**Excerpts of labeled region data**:
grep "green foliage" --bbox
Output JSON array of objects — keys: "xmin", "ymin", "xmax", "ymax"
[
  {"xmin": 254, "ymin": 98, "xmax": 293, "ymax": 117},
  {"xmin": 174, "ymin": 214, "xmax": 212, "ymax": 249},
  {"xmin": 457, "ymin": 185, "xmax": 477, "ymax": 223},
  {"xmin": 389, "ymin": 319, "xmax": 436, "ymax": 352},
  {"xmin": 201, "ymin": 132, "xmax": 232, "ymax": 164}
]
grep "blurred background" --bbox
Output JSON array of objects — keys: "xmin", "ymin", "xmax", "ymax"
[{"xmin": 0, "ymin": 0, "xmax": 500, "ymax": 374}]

**Work required**: Rewrite the listing above so that "Output" becomes "Return" wherever it appears, with every other character left as it is.

**Task solution**:
grep "green foliage" --bbox
Return JSON array of objects — keys: "xmin", "ymin", "xmax", "ymax"
[
  {"xmin": 254, "ymin": 98, "xmax": 293, "ymax": 117},
  {"xmin": 174, "ymin": 214, "xmax": 212, "ymax": 249},
  {"xmin": 457, "ymin": 185, "xmax": 477, "ymax": 223},
  {"xmin": 389, "ymin": 319, "xmax": 436, "ymax": 352},
  {"xmin": 201, "ymin": 132, "xmax": 232, "ymax": 164}
]
grep "blurred background" --bbox
Return JSON array of objects — keys: "xmin", "ymin", "xmax", "ymax"
[{"xmin": 0, "ymin": 0, "xmax": 500, "ymax": 374}]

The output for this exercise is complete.